EXERCISES TO COMPLETE:
[A] Name every principal ore of cobalt that the cobalt article lists.
[B] Reproduce everything in the cobalt article from "Cobalt, in its" down to "possess radioactive properties.", word for word.
===== EXCERPT TO READ =====
Cobalt is a metal, and it is denoted by the chemical symbol Co. Its name has been derived from the German word kobalt, which means "goblin", which was used by the ancient cobalt ore miners. Its compounds have been used for many centuries. Use of this element is also found in the ancient Egyptian sculptures and Persian jewelry. The credit for its discovery goes to the Swedish chemist Georg Brandt. In 1735, he demonstrated that the blue color in a glass is due to the presence of cobalt, and not because of bismuth, as was believed at that time.
Usually, cobalt is not available in a metallic state, and is found in the form of minerals. The mines situated in the Democratic Republic of the Congo and Zambia, are the two main sources from which the largest quantity of this element is mined. Its principal ores are: cobaltite, glaucodot, skutterudite, erythrite, etc. All of them have a metallic luster. Generally, cobalt is mined along with nickel and chromium, and is obtained as a by-product of their extraction process.
Cobalt, in its pure form, is a hard and brittle substance in nature. Its pure metallic appearance is the same as iron and nickel. It has a high melting and boiling point. It occurs in two allotropic forms. Its atomic number is 27 and atomic mass is 58.93. It has a variable valency of 2 and 3. So far, 26 isotopes of this element have been found. Among them, Cobalt-59 is its only stable isotope, and is found naturally. There are 22 isotopes of this element, which possess radioactive properties.
Cobalt is an essential component of a number of useful alloys. Stellite is an alloy of tungsten, cobalt, and chromium, and it is used in high-speed cutting tools. It is used with iron, nickel, and some other metals in the manufacturing of Alnico, which is an alloy with high magnetic strength. It is also used as an ingredient in magnetic steel and stainless steel types. In the electroplating process, cobalt has been used extensively, as it is hard in nature and resistant towards oxidation. Salts of this element are used as pigments for the purpose of adding blue color to glass, enamels, tiles, porcelain, pottery, etc. Electrodes of Lithium-ion batteries contain a substantial amount of cobalt. Some of the compounds act as good oxidation catalysts in various chemical reactions. Cobalt-60 is a radioactive isotope of cobalt, and it's used as a source of gamma rays in radiotherapy.
Small amounts of this element act as an essential requirement for most living organisms. In human beings, it occurs necessarily as a trace nutrient. It is one of the key components of vitamin B12. It is also a nutritional substance for microorganisms like bacteria, algae, and fungi.
If the cobalt level in our body increases, then the effect is harmful, and may even lead to cancer. On direct contact with the skin, it can cause dermatitis. Cobalt in a powdered form tends to catch fire easily.
===== SOURCE MATERIAL =====
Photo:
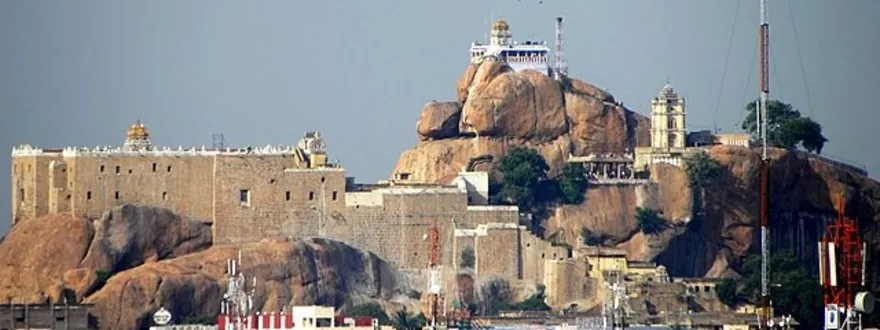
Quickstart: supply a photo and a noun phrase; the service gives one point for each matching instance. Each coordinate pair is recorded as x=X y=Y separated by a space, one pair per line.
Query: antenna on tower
=====
SOLUTION SET:
[A] cobaltite, glaucodot, skutterudite, erythrite

[B]
Cobalt, in its pure form, is a hard and brittle substance in nature. Its pure metallic appearance is the same as iron and nickel. It has a high melting and boiling point. It occurs in two allotropic forms. Its atomic number is 27 and atomic mass is 58.93. It has a variable valency of 2 and 3. So far, 26 isotopes of this element have been found. Among them, Cobalt-59 is its only stable isotope, and is found naturally. There are 22 isotopes of this element, which possess radioactive properties.